WHAT THE TASK REQUIRES
When a record contains an image, skip the image and retype the rest of that record exactly.
*** Block opens ***
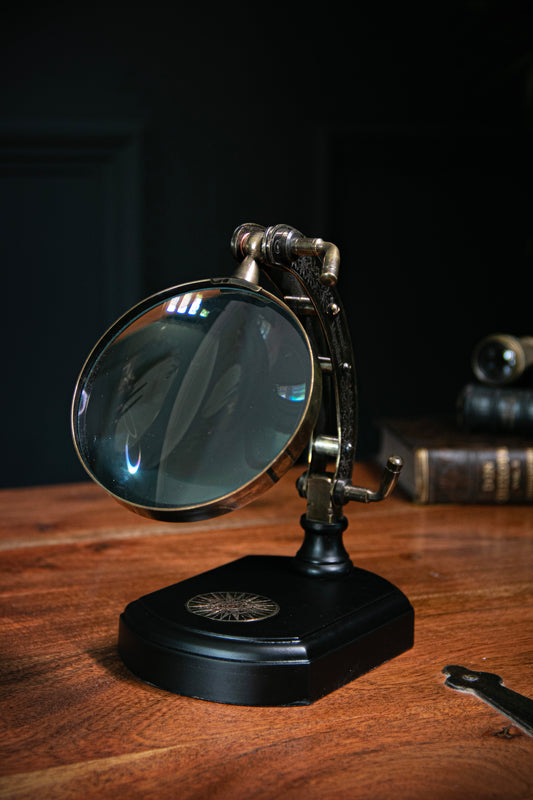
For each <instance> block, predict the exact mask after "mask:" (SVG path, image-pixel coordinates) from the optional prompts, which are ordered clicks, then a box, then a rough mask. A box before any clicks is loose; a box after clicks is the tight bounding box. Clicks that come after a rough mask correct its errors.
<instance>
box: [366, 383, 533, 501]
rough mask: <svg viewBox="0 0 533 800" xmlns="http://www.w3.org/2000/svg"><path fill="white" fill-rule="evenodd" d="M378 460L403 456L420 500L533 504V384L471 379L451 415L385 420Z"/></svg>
mask: <svg viewBox="0 0 533 800" xmlns="http://www.w3.org/2000/svg"><path fill="white" fill-rule="evenodd" d="M380 431H381V444H380V453H379V460H380V463H383V460H384V459H385V460H386V458H387V457H388V456H389V455H399V456H401V457H402V458H403V460H404V467H403V470H402V472H401V473H400V479H399V486H400V488H403V489H404V491H405V492H406V493H407V494H408V495H409V496H410V497H411V498H412V500H413V501H414V502H417V503H421V504H437V503H462V504H466V503H480V504H495V505H496V504H511V503H515V504H529V503H533V389H532V388H530V387H527V386H505V387H498V386H487V385H483V384H482V383H476V382H472V383H469V384H468V385H467V386H465V387H464V388H463V389H462V390H461V392H460V393H459V396H458V398H457V408H456V409H455V410H454V412H453V413H451V414H450V415H448V416H444V417H443V416H438V417H435V416H433V417H428V418H426V419H420V418H417V419H416V420H414V419H389V420H384V421H382V423H381V424H380Z"/></svg>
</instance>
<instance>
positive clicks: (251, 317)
mask: <svg viewBox="0 0 533 800" xmlns="http://www.w3.org/2000/svg"><path fill="white" fill-rule="evenodd" d="M312 358H313V357H312V355H311V352H310V348H309V343H308V341H307V338H306V336H305V333H304V332H303V329H302V328H301V326H300V325H299V323H298V322H297V320H296V318H295V317H294V316H293V315H292V314H291V312H289V310H288V309H286V308H285V307H284V306H283V305H282V304H280V303H279V302H277V301H276V300H275V299H274V298H272V297H271V296H270V295H267V294H266V293H265V294H263V293H258V292H254V291H252V290H246V289H241V288H235V287H230V286H227V287H222V288H207V289H204V290H202V291H192V292H184V293H181V294H178V295H176V296H173V297H172V296H168V297H165V299H164V300H162V301H161V300H157V299H154V305H153V306H151V307H149V308H148V310H145V311H144V313H141V314H139V315H138V316H137V317H134V318H133V319H131V318H130V320H129V321H128V322H125V323H124V325H123V326H122V327H120V324H119V325H118V326H117V330H116V333H115V334H114V336H112V337H111V338H109V339H108V340H107V341H106V344H105V346H104V347H102V348H101V349H100V350H97V352H96V353H95V355H94V356H93V357H92V358H91V359H90V360H89V362H88V365H86V368H85V371H84V374H83V375H82V385H81V390H80V392H79V399H78V404H77V408H75V419H74V427H75V438H76V440H77V444H78V448H79V452H80V455H81V457H82V460H83V461H84V463H85V465H86V467H87V469H88V470H89V471H90V473H91V474H92V475H93V476H94V477H95V478H96V479H97V480H98V481H99V482H100V483H101V484H102V485H103V486H104V487H105V488H106V489H107V490H108V491H110V492H111V493H112V494H114V495H116V496H117V497H119V498H120V499H122V500H124V501H126V502H128V503H132V504H135V505H138V506H144V507H151V508H154V507H155V508H180V507H190V506H195V505H199V504H205V503H207V502H210V501H212V500H214V499H216V498H220V497H224V496H226V495H228V494H230V493H232V492H235V491H236V490H237V489H239V488H240V487H242V486H244V485H245V484H247V483H248V482H249V481H252V480H253V479H254V478H255V477H256V476H257V474H258V473H260V472H263V471H264V470H267V469H268V468H269V466H270V465H271V464H272V462H273V461H274V460H275V459H276V458H277V457H278V456H279V454H280V453H282V452H283V451H284V449H285V448H286V447H287V444H288V443H289V441H290V440H291V438H292V437H293V436H294V434H295V432H296V431H297V430H298V427H299V425H300V423H301V421H302V418H303V417H304V415H305V414H306V412H307V408H308V403H309V398H310V394H311V390H312V381H313V360H312Z"/></svg>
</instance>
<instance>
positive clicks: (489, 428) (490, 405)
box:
*** Block closes ***
RESULT
For each <instance> block, predict the exact mask after "mask:" (SVG path, image-pixel coordinates) from the optional prompts, which are ordered clicks, then a box, then a rough mask. A box before any clicks is loose; a box after clicks is the tight bounding box. Clicks that come after a rough mask correct its errors.
<instance>
box: [366, 383, 533, 501]
rough mask: <svg viewBox="0 0 533 800" xmlns="http://www.w3.org/2000/svg"><path fill="white" fill-rule="evenodd" d="M378 460L403 456L420 500L533 504V384L471 379L451 415L385 420Z"/></svg>
mask: <svg viewBox="0 0 533 800" xmlns="http://www.w3.org/2000/svg"><path fill="white" fill-rule="evenodd" d="M380 431H381V444H380V453H379V460H380V463H383V460H384V459H385V460H386V458H387V457H388V456H389V455H399V456H401V457H402V458H403V460H404V467H403V470H402V472H401V473H400V479H399V486H400V488H403V489H404V491H405V492H406V493H407V494H408V495H409V496H410V497H411V498H412V500H413V501H414V502H417V503H421V504H437V503H462V504H466V503H480V504H495V505H496V504H511V503H515V504H529V503H533V389H532V388H530V387H527V386H505V387H498V386H487V385H483V384H482V383H476V382H472V383H469V384H468V385H467V386H465V387H464V388H463V389H462V390H461V392H460V393H459V396H458V398H457V408H456V409H455V410H454V412H453V413H451V414H450V415H448V416H444V417H443V416H438V417H435V416H433V417H428V418H426V419H420V418H417V419H416V420H414V419H389V420H384V421H382V423H381V424H380Z"/></svg>
</instance>
<instance>
positive clicks: (251, 317)
mask: <svg viewBox="0 0 533 800" xmlns="http://www.w3.org/2000/svg"><path fill="white" fill-rule="evenodd" d="M312 358H313V357H312V355H311V352H310V348H309V343H308V341H307V338H306V336H305V333H304V332H303V329H302V328H301V326H300V325H299V323H298V322H297V320H296V318H295V317H294V316H293V315H292V314H291V312H289V310H288V309H286V308H285V307H284V306H283V305H282V304H280V303H279V302H277V301H276V300H275V299H274V298H272V297H271V296H270V295H267V294H266V293H265V294H263V293H258V292H254V291H252V290H246V289H241V288H235V287H230V286H227V287H222V288H207V289H204V290H202V291H192V292H184V293H181V294H178V295H176V296H173V297H172V296H168V297H165V299H164V300H162V301H161V300H157V299H154V305H153V306H151V307H149V308H148V310H145V311H144V313H141V314H139V315H138V316H137V317H134V318H133V319H131V318H130V320H129V321H128V322H125V323H124V325H123V326H122V327H120V324H119V325H118V326H117V330H116V333H115V334H114V336H112V337H111V338H109V339H108V340H107V341H106V344H105V346H104V347H102V348H101V349H100V350H97V352H96V353H95V355H94V356H93V357H92V358H91V359H90V360H89V362H88V365H86V368H85V371H84V374H83V375H82V385H81V390H80V392H79V399H78V404H77V408H75V419H74V427H75V438H76V440H77V444H78V448H79V452H80V455H81V457H82V460H83V461H84V463H85V465H86V467H87V469H88V470H89V471H90V473H91V474H92V475H93V476H94V477H95V478H96V479H97V480H98V481H99V482H100V483H101V484H102V485H103V486H104V487H105V488H106V489H107V490H108V491H110V492H111V493H112V494H114V495H116V496H117V497H119V498H120V499H122V500H124V501H126V502H128V503H132V504H135V505H138V506H144V507H151V508H154V507H155V508H180V507H190V506H195V505H199V504H205V503H207V502H210V501H212V500H214V499H216V498H220V497H224V496H226V495H228V494H230V493H232V492H235V491H236V490H237V489H239V488H240V487H242V486H244V485H245V484H247V483H248V482H249V481H252V480H253V479H254V478H255V477H256V476H257V474H258V473H260V472H263V471H264V470H267V469H268V468H269V466H270V465H271V464H272V462H273V461H274V460H275V459H276V458H277V457H278V456H279V454H280V453H282V452H283V451H284V449H285V448H286V447H287V444H288V443H289V441H290V440H291V438H292V437H293V436H294V434H295V432H296V431H297V430H298V427H299V425H300V423H301V421H302V418H303V417H304V415H305V414H306V412H307V408H308V403H309V398H310V394H311V390H312V381H313V360H312Z"/></svg>
</instance>
<instance>
positive clicks: (489, 428) (490, 405)
box:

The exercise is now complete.